Revealed: LAPD used strategic communications firm to track defund the police online – The Guardian

The Los Angeles police department worked with a Polish firm that specializes in strategic communications to monitor social media and collect millions of tweets last year, including thousands related to Black Lives Matter and defund the police, according to records reviewed by the Guardian.

Internal LAPD documents, obtained by the Brennan Center for Justice through public records requests, reveal that the department conducted a one-month trial of social media monitoring software from Edge NPD, a company that typically worked in advertising and marketing, had no prior experience contracting with law enforcement and was based thousands of miles away in Warsaw, Poland.

During the trial in fall 2020, Edge NPD tracked tweets on roughly 200 keywords for LAPD, the records show. In the process, the software collected millions of tweets, according to Edge NPDs CEO, Dobromir Cias. The data set included tens of thousands of tweets related to Black Lives Matter and racial justice protests, some of them from prominent Black activists outside LA and private civilians advocating for reforms, the files show.

The records suggest that LAPD was interested in using the companys services in part to help the department respond to negative narratives. Cias told the Guardian the company also aimed to flag possible threats.

The documents did not reveal what LAPD did with the data that was collected, and the department did not respond to repeated requests for comment.

LAPD ultimately did not pursue a permanent contract with the firm. But still, experts said, the trial raised serious concerns.

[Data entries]

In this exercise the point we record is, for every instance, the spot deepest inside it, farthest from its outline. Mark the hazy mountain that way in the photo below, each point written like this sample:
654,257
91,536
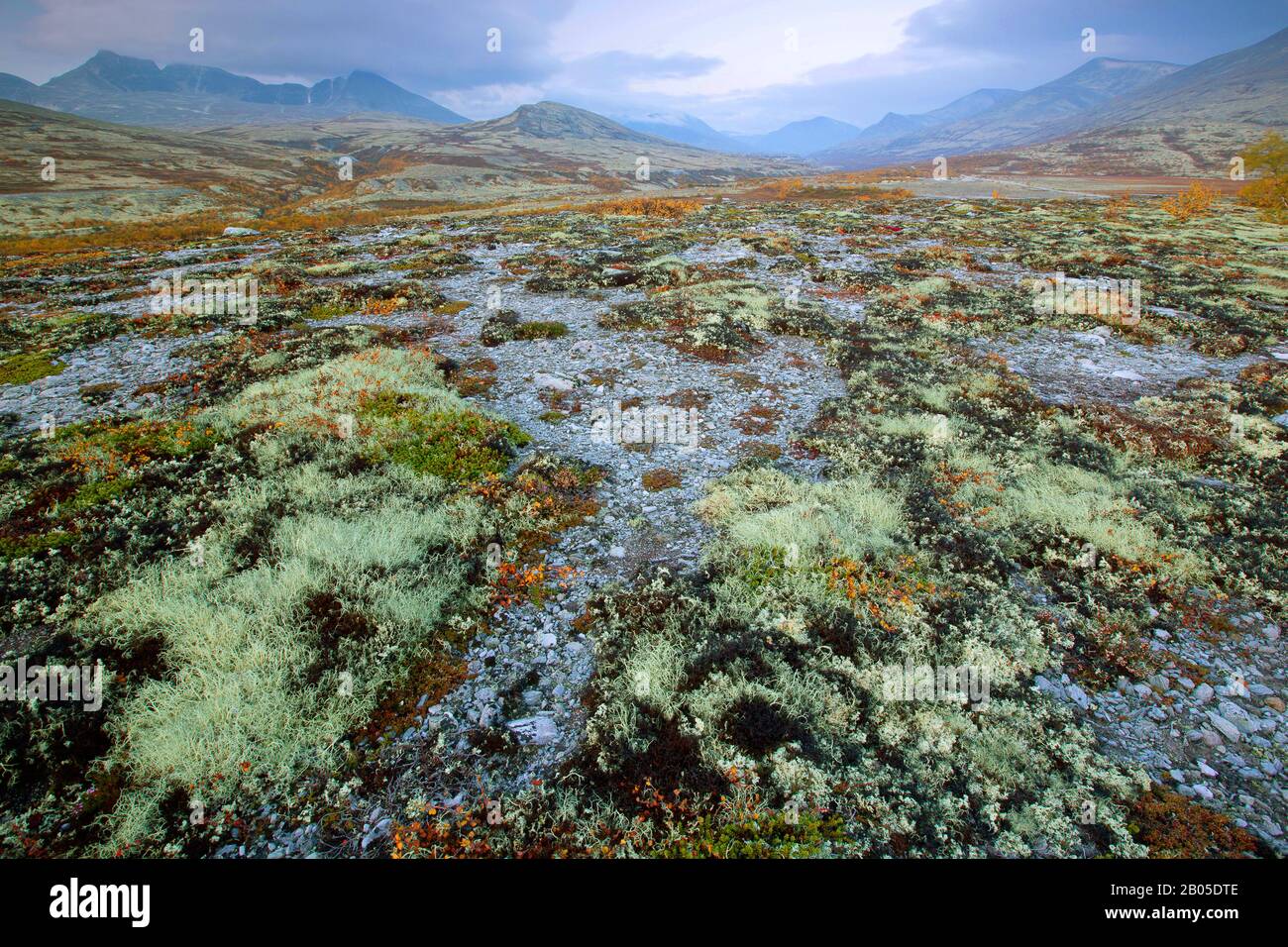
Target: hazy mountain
1190,123
684,129
557,120
16,88
106,171
1248,84
138,91
1006,119
896,125
803,137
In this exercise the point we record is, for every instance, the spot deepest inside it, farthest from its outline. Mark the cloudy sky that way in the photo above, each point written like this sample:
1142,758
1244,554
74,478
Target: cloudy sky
739,64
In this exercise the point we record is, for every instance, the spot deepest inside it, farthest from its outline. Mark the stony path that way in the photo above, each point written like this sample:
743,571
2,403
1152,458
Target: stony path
1210,723
1222,740
528,673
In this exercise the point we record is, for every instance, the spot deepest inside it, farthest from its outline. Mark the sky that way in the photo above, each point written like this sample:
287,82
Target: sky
745,65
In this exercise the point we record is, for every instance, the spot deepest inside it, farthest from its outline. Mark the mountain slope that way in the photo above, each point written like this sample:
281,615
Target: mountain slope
106,171
804,137
1189,124
684,129
130,90
1031,116
896,125
554,120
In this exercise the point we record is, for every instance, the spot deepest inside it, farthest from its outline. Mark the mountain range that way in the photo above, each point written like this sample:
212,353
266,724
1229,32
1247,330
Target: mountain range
1171,119
134,141
138,91
1225,95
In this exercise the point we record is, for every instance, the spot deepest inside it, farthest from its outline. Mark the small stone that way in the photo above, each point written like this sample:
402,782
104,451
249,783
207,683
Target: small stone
1228,729
552,381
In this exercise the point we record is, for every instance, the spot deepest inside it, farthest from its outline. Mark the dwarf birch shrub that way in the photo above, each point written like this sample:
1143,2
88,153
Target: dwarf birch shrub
318,585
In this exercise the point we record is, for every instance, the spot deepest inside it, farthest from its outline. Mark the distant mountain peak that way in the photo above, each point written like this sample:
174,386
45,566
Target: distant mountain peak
559,120
110,85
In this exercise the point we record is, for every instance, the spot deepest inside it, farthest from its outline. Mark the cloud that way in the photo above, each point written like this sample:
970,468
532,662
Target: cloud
428,46
721,59
618,69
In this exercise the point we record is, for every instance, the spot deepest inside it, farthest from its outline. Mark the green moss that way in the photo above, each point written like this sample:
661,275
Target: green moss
460,446
540,330
33,545
29,367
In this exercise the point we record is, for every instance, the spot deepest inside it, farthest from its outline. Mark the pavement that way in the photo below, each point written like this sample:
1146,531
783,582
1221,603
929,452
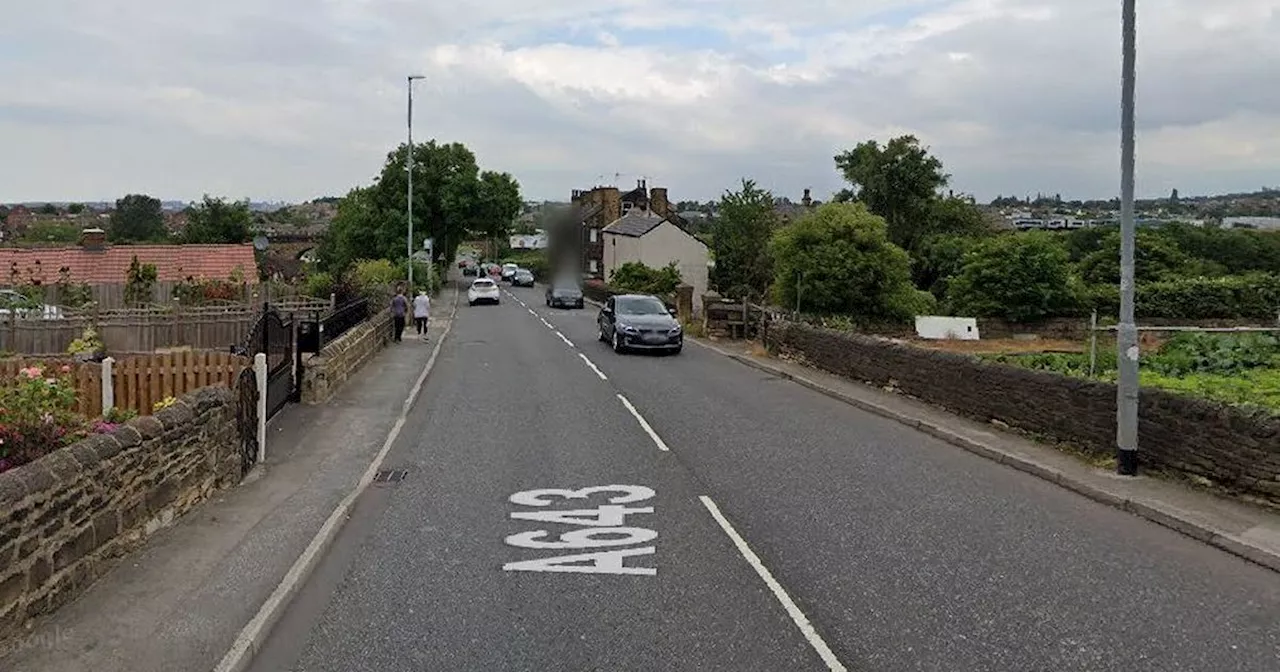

• **TASK LIST**:
1. Answer these questions from the article on the LAPD's social media monitoring trial:
(a) In which city was Edge NPD based?
(b) Roughly how many keywords did Edge NPD track for the LAPD during the trial?
(c) Which organization obtained the internal LAPD documents through public records requests?
2. Write the next few paragraphs of the article on the LAPD's social media monitoring trial, beginning right after its final sentence.

• **ANSWERS FOR THE TASKS**:
1.
(a) Warsaw, Poland.
(b) Roughly 200.
(c) The Brennan Center for Justice.

2.
They wondered about the effectiveness of pulling in so much data, in so little time. Some said that, although law enforcement, journalists and researchers regularly monitor public online activity, it was troubling that a police agencys social media monitoring activities appeared to include tracking a broad swath of critics. And the partnership also raised questions about oversight of surveillance technology, as well as police agencies data collection practices.

LAPDs test run with Edge NPD came as law enforcement agencies have increasingly been forced to take their investigations online, and have sought tools to do so. Tech firms have responded by pushing new innovations and pursuing police contracts, and LAPD and the New York police department, with some of the largest budgets in the US, have often been at the forefront of piloting software.

Edge NPD primarily assists private companies with market research and helps them ensure that advertising campaigns arent jeopardized by bots and trolls, Cias told the Guardian.

The company was connected to LAPD by a US government agency that had used the firms software. A representative of that federal department emailed Edge NPD in September 2020, saying LAPD was interested in using its services for public safety and strategic communications and to identify disruptive social media activity being artificially amplified by malign actors.

ABTShield, Edge NPDs proprietary software, could help LAPD identify as early as possible when activity that could lead to civil unrest is being amplified via social media, the US representative wrote, adding, From a messaging perspective, knowing what the negative narratives being artificially amplified are would allow the communications team to create effective and timely responses.

During the 40-day trial in October and November of 2020, Edge NPD provided LAPD with a dashboard monitoring tweets related to six topics: civil unrest, American policing, domestic extremism and white nationalism, election security, potential danger and the conflict between Armenia and Azerbaijan (which at the time was prompting local LA protests).

The two entities discussed roughly 200 possible keywords to follow, including lapdchiefmoore, abolish the police, nojusticenopeace, police budget, police killing and acab (a protest slogan that stands for all cops are bastards). In one email, Cias suggested adding defund the police and BLM to the list of keywords to follow.

An LAPD official agreed that BLM would be good to monitor, but added that there are MANY legitimate people who are using that to express their rights, records show.

Cias said that in addition to the dashboard, on occasion he would also personally send tweets to LAPD that he thought might signal a public safety threat.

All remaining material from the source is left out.